(Stored data entries)
=-=-=-=-=
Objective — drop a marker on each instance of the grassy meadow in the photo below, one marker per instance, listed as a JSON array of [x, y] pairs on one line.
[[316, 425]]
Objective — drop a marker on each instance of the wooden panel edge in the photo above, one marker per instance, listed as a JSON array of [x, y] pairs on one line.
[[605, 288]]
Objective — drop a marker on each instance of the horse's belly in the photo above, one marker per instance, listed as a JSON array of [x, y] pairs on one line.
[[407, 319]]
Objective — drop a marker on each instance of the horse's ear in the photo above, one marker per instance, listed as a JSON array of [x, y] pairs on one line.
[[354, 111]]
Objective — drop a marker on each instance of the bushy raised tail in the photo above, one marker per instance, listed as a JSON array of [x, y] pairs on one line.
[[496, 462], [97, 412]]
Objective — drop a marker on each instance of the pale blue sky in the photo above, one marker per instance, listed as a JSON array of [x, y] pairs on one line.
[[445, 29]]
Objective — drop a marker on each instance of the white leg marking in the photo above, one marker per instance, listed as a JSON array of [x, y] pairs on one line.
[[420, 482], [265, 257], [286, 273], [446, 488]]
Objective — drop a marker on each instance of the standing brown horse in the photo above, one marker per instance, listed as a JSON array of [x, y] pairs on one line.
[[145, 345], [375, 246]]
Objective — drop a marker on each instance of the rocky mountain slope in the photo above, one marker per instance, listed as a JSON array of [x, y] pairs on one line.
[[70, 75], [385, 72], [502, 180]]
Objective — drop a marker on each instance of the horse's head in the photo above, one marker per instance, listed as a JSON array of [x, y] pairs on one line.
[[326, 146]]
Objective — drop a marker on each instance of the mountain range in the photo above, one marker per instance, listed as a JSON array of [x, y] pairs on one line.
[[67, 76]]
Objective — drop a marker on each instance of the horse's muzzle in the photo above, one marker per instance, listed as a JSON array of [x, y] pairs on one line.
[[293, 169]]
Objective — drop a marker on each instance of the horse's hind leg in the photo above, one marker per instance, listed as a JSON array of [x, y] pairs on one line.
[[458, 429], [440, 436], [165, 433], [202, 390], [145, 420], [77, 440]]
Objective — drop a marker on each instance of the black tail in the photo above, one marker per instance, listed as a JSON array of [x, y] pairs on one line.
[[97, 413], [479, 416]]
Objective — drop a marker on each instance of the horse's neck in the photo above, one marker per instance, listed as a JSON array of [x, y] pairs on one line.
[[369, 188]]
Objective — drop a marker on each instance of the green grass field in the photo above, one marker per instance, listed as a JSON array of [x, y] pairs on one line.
=-=-=-=-=
### PROBLEM TO SOLVE
Put down each entry again, unchanged and complete.

### WRITTEN SOLUTION
Objective — drop a marker on each instance of the grassy meadow in the photo below, one marker per instance, listed as a JSON array of [x, y] pairs on one line.
[[316, 425]]
Objective — drop a marker on each instance of the wooden panel edge in the photo above, one marker per instance, listed as a JSON array of [x, y] pairs on one line.
[[605, 288]]
Objective — drop a marker on each instance of the horse's belly in the photo above, one marker per instance, listed as a JSON array of [x, y] pairs on one line.
[[407, 319]]
Objective — drop a marker on each instance of the horse's ear in the photo above, one marker per instance, listed as a JSON array of [x, y] pairs on one line.
[[354, 111]]
Objective — drop a marker on each instance of the bushy raised tail in the photo above, one marker per instance, listed as a JSON array of [x, y] pairs on one line.
[[496, 462], [97, 412]]
Objective — drop a marker on each instance of the pale blue sky in the photo above, one marker per instance, listed as a JSON array of [x, y] pairs on one line.
[[445, 29]]
Objective — drop a marker on each instance of the white leg marking in the photo above, one marker per instance, listed as a JSON array of [x, y] pairs on one line.
[[420, 482], [265, 257], [286, 273], [446, 488]]
Objective — drop a marker on each instance of the standing brown horse in the photo above, one marker per instance, listed as a JSON array of [x, y] pairs on one line.
[[145, 345], [375, 246]]
Objective — drop a marker on each instance of the rocky mountain slope in the photo above, one marker per instance, listed as a JSON array of [x, y] pairs on one line.
[[70, 75], [385, 72], [502, 180]]
Objective — drop a marker on each instance of the horse's head in the photo above, one marker per instance, listed as a JSON array of [x, y] pairs on one line.
[[326, 146]]
Objective — drop a marker on each instance of the mountain range in the photo above, one marker per instance, listed as a JSON array of [x, y] pairs on one line.
[[67, 76]]
Objective — drop a marker on each instance of the horse's muzzle in the photo above, one marker per instance, listed as a JSON array of [x, y] pairs on one line.
[[293, 169]]
Objective — drop a marker on each instance of the horse's hind leg in the photo above, one marker per instance, listed as a JSON array of [x, y] pairs on one line.
[[458, 429], [440, 436], [165, 433], [202, 390], [145, 420], [77, 440]]
Objective — drop a marker on each instance of the black tail in the photo above, one marker per instance, listed as a JSON array of [x, y] pairs on one line.
[[97, 413], [479, 416]]
Objective — drop a marker on each instance of the horse's neck in the photo above, one marker per instance, listed as a JSON array of [x, y] pairs on one line.
[[369, 188]]
Objective — drop a marker on each instance of the green grass field in the photo above, one marker per instance, listed as a JSON array of [x, y] pairs on one line.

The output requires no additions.